> [Task prompt]:
Show each row below that contains the string "hazy", copied in full.

> [Source data]:
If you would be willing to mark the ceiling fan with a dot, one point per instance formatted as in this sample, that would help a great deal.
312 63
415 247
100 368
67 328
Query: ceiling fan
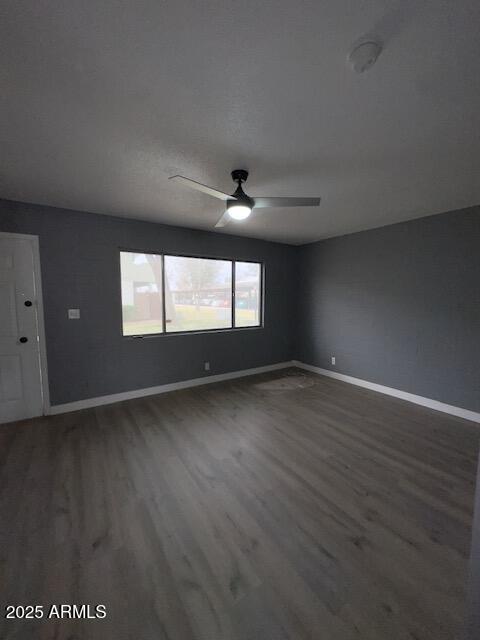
==
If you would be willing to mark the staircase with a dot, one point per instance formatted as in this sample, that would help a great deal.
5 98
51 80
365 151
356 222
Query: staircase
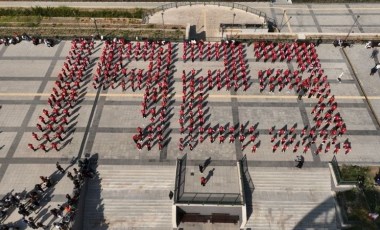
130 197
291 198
* * *
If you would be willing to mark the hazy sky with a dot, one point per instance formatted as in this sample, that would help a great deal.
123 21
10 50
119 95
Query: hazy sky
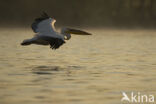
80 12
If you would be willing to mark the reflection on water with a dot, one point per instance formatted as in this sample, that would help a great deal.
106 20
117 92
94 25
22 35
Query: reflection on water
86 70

> [Solved exercise]:
If you would be willing to mark the hazy sky with a dot, one point per instance formatted as in this sample, that would help a great deal.
Query: hazy sky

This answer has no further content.